*Text shown*.
-=-=-=-=-

This applied linguistic approach was met with skepticism from some language instructors who weren’t educated according to the ELI standard (Matsuda). These teachers believed that the emphasis on linguistic theories was a form of unnecessary posturing. On the other hand, traditional structural linguists believed that the level of analysis and discussion produced by applied linguists wasn’t a sufficiently rigorous use of linguistics.

As a result, the TESL community circled their professional wagons, and doubled down on their methodological and theoretical principles by creating their own journals and conferences, which more often than not excluded, implicitly or explicitly, composition teachers who didn’t have the applied linguistics training.  

The Need For Collaboration

Matsuda writes that, “in a 1956 panel entitled “Studies in English as a Second Language.” The panel chair, Paul R. Sullivan, began the session by noting that ‘all teachers of English frequently teach English as a second language’ in effect because of the presence of students who spoke a differing variety of English, if not another language, outside of school” (1999, p.11). It’s important to note that “a different variety of English” could include native varieties as well. If an instructor has had a student who writes in anything other than Standard Written English, then this comment is relevant to them.

-=-=-=-=-

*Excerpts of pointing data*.

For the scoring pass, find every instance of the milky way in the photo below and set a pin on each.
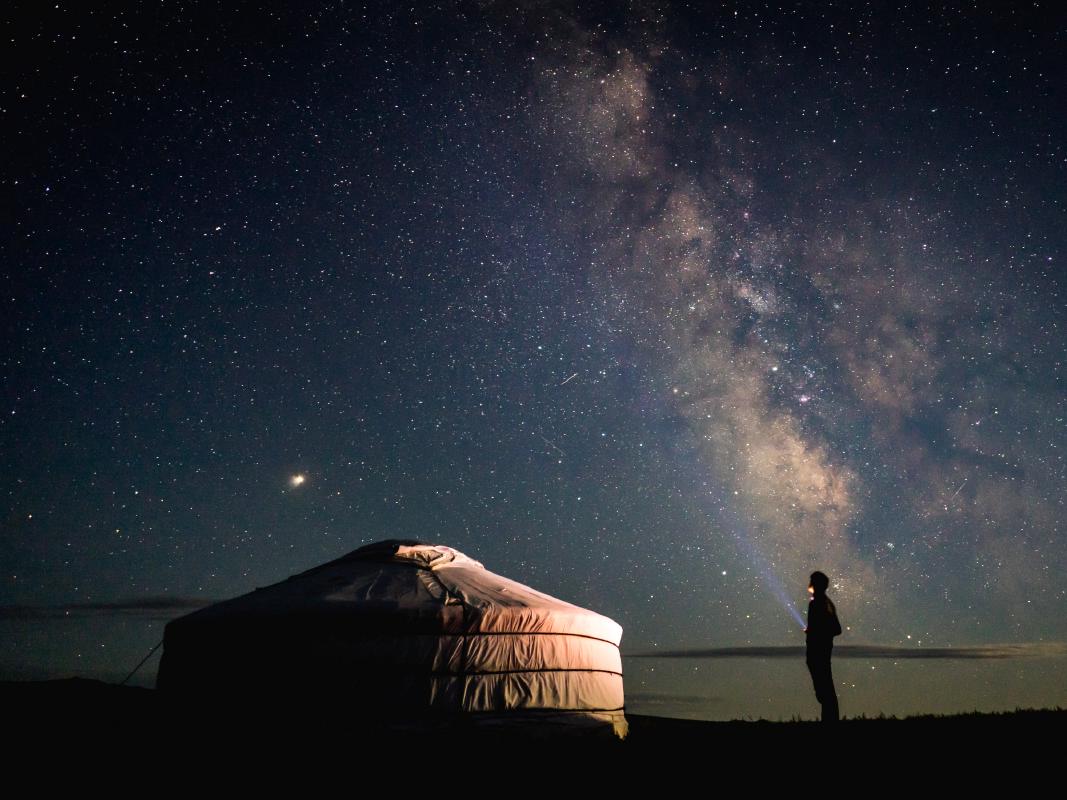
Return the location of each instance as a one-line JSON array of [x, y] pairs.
[[655, 308]]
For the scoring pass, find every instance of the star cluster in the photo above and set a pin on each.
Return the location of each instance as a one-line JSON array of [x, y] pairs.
[[654, 307]]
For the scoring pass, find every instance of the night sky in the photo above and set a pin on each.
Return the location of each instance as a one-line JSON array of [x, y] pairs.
[[653, 307]]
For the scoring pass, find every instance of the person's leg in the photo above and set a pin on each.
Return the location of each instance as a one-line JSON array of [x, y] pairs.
[[828, 696]]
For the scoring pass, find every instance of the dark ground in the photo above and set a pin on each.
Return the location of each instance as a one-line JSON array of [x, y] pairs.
[[145, 735]]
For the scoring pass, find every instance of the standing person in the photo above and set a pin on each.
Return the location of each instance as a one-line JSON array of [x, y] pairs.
[[823, 625]]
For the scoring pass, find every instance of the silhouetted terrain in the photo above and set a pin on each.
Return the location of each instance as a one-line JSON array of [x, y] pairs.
[[94, 720]]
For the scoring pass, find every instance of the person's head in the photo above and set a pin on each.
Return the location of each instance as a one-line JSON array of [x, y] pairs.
[[818, 584]]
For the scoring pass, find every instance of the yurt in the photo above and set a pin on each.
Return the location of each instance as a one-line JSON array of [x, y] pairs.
[[402, 632]]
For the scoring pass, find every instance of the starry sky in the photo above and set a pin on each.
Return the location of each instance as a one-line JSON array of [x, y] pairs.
[[656, 307]]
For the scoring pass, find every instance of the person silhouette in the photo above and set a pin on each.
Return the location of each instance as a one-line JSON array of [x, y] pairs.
[[823, 625]]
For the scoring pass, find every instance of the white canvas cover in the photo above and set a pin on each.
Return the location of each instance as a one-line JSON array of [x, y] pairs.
[[402, 628]]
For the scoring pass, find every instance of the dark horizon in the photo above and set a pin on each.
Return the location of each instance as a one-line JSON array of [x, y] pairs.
[[655, 308]]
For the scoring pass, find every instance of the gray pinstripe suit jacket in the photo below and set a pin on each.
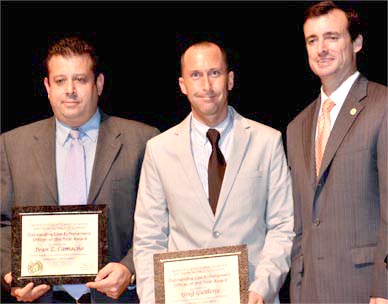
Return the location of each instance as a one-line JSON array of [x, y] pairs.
[[341, 217], [28, 177]]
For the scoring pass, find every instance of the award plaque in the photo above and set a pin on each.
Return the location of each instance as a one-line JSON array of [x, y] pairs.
[[58, 244], [213, 275]]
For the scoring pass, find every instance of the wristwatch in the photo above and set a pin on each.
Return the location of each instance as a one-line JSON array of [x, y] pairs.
[[132, 280]]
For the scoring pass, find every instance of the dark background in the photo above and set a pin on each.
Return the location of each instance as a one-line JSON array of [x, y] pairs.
[[140, 43]]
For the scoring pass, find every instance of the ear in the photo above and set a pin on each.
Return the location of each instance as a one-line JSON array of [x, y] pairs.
[[230, 80], [47, 85], [357, 44], [182, 85], [100, 83]]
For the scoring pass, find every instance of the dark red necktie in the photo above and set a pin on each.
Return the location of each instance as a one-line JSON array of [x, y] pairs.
[[216, 168]]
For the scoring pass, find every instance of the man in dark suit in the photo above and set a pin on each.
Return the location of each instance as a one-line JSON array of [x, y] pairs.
[[337, 152], [33, 160]]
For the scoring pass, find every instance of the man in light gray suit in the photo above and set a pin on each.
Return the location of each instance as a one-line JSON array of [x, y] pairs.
[[341, 218], [33, 165], [255, 201]]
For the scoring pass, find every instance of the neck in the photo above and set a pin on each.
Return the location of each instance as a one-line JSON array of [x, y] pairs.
[[213, 120], [329, 85]]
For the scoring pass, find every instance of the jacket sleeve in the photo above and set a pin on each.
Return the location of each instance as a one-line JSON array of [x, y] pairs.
[[296, 252], [151, 227], [6, 212], [380, 271], [274, 264]]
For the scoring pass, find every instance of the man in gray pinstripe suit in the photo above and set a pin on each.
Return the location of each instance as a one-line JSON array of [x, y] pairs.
[[341, 216]]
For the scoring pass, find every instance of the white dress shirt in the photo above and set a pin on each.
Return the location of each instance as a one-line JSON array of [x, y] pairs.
[[201, 147]]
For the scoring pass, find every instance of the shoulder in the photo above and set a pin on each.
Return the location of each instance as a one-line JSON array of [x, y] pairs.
[[20, 134], [260, 129], [167, 137], [377, 91], [128, 126], [306, 113]]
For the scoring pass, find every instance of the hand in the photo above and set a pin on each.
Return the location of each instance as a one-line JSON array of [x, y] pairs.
[[254, 298], [111, 280], [378, 301], [28, 293]]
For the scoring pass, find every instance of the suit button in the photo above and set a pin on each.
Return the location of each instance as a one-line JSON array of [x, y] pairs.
[[317, 221], [216, 234]]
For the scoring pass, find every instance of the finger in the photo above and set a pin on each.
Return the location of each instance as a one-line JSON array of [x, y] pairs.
[[104, 272], [95, 285], [22, 292], [8, 278], [38, 291]]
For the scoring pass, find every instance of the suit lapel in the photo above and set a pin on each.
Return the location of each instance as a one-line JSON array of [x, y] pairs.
[[240, 143], [108, 146], [308, 135], [186, 159], [44, 153], [346, 117]]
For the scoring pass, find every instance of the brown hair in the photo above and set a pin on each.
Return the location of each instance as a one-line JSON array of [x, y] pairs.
[[324, 7], [70, 46], [207, 43]]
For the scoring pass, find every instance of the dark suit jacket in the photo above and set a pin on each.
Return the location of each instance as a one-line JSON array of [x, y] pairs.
[[341, 217], [28, 177]]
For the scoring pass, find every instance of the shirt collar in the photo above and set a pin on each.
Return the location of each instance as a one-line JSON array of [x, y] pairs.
[[89, 129], [199, 129], [339, 95]]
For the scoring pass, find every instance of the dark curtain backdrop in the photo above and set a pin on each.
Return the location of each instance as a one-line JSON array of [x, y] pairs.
[[140, 43]]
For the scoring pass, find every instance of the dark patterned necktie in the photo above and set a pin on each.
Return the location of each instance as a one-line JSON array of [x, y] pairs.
[[216, 168]]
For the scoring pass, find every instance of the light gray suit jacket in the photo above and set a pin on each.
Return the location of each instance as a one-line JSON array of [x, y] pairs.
[[254, 207], [341, 217], [28, 178]]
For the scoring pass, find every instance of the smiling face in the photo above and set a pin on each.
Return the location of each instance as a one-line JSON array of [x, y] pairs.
[[331, 52], [206, 82], [72, 89]]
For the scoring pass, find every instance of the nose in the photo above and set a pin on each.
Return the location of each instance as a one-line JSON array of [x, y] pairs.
[[70, 88], [322, 47], [207, 83]]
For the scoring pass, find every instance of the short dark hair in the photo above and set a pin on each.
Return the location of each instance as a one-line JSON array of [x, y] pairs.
[[70, 46], [324, 7], [207, 43]]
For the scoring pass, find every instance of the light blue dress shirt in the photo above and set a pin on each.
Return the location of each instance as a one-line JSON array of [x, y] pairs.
[[89, 136]]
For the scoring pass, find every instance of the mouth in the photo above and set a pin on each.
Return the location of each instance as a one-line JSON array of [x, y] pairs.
[[70, 102], [325, 61]]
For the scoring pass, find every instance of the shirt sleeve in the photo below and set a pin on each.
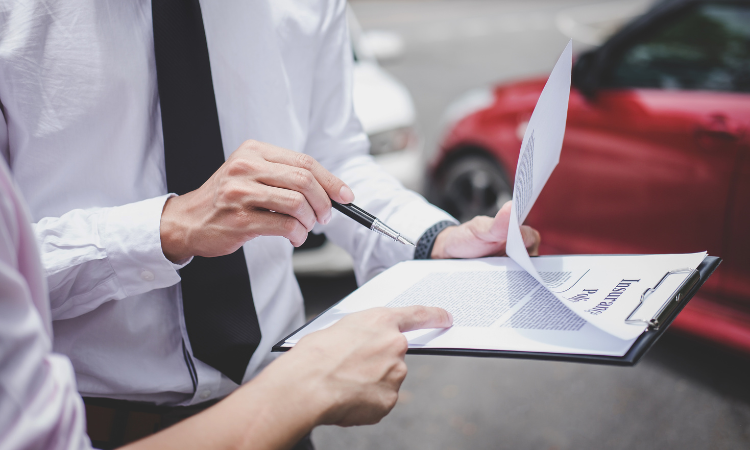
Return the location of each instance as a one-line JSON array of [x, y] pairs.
[[40, 405], [337, 141], [96, 255]]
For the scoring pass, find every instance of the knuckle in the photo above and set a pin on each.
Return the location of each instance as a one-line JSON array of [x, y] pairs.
[[296, 201], [400, 343], [251, 144], [389, 400], [230, 191], [305, 161], [420, 314], [400, 370], [290, 226], [303, 179]]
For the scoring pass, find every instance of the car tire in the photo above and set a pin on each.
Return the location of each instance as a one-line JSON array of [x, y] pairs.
[[471, 185]]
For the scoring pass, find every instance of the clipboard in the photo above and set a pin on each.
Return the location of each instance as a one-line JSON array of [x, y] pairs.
[[656, 324]]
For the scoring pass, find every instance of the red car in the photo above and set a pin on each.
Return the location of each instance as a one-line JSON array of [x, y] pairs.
[[656, 157]]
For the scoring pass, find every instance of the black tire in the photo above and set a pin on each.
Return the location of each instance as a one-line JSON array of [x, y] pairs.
[[471, 185]]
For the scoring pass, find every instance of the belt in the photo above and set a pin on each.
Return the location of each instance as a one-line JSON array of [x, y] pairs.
[[114, 423]]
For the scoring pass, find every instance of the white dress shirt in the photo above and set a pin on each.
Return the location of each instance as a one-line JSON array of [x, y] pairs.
[[81, 130], [39, 405]]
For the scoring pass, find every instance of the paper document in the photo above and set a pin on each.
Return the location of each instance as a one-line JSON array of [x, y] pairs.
[[552, 304], [498, 305], [540, 153]]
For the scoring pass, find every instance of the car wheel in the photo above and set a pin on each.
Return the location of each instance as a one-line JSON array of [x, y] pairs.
[[472, 185]]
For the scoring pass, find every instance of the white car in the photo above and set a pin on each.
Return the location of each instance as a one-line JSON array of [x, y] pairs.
[[386, 110]]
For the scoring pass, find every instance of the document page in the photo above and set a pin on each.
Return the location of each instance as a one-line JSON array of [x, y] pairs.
[[539, 155], [550, 304], [497, 305]]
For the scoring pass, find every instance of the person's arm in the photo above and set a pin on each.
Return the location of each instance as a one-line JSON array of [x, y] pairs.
[[348, 374], [39, 404], [339, 143]]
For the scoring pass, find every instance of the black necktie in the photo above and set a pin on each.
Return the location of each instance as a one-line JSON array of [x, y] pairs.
[[219, 312]]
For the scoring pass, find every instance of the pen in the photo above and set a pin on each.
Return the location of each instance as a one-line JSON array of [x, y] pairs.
[[368, 220]]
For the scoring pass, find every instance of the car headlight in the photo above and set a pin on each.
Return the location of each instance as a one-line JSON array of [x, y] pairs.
[[392, 140]]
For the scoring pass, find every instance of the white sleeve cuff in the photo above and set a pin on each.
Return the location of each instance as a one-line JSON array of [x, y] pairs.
[[132, 239]]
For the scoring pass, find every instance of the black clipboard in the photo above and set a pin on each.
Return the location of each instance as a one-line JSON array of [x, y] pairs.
[[656, 325]]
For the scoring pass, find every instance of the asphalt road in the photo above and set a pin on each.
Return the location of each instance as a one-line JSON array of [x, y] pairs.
[[683, 395]]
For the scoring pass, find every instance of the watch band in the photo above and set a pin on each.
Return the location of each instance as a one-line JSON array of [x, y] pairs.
[[427, 241]]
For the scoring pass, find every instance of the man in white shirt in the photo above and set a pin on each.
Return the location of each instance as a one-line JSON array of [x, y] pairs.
[[83, 115], [348, 374]]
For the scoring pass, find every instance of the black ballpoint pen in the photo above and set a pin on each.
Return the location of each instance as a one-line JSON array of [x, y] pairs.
[[368, 220]]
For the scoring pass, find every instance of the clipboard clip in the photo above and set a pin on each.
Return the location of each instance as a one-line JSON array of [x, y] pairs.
[[666, 309]]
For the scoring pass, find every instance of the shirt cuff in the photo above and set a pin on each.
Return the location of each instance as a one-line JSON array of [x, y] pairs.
[[427, 241], [131, 237]]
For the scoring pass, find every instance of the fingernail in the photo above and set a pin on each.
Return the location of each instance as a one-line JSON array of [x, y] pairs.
[[346, 194]]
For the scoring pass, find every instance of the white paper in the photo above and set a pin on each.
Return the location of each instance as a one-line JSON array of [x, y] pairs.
[[553, 304], [539, 155], [496, 305]]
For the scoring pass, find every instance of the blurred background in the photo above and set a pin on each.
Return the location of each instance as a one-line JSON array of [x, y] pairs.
[[656, 159]]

-=-=-=-=-

*Task instructions*.
(a) In the passage on TESL and composition teaching, who chaired the 1956 panel "Studies in English as a Second Language"?
(b) Pick up the passage on TESL and composition teaching after its final sentence and write the next part.

*Results of the tasks*.
(a) Paul R. Sullivan chaired the panel.

(b)
As college classrooms become more inclusive, and we continue to recruit domestic and international students who write in ways that deviate from Standard Written English, the collaboration and coordination among TESL and CS faculty,  and help from those who identify as both (like Matsuda), will be paramount. Canagarajah (2016) called for more work on translingual writing pedagogy in practice, putting ideas about viewing student linguistic backgrounds as a resource (Horner et al. 2011; Donahue 2016; Zapata & Laman 2016) to work and reflecting on ways to foster a translingual approach to writing. Building on this rich history, we look forward to building bridges between CS and translingualism on the one hand and Second Language Writing on the other (Atkinson et al., 2015) to meeting the varying needs of linguistically diverse students and their functionally divers purposes for learning to write.

In the writing courses on this resource website, we used an eclectic theoretical grounding. We hope to make clear how these decisions informed the lessons in subsequent blog posts. Future entries will discuss how grammar and rhetorical purpose instruction are wed throughout the lessons; how we raise student awareness to ungrammatical features and tendencies within their writing; how the drafting process informs the final product; and how an applied linguistic and Translingualism approach can be brought into native and non-native writing classrooms.

Writing II (ELL): Adapted Lecture

1. Discussion of this documentary (50 minutes): students discuss a number of questions in groups and/or pairs, and then are brought into group discussion to summarize their smaller discussions.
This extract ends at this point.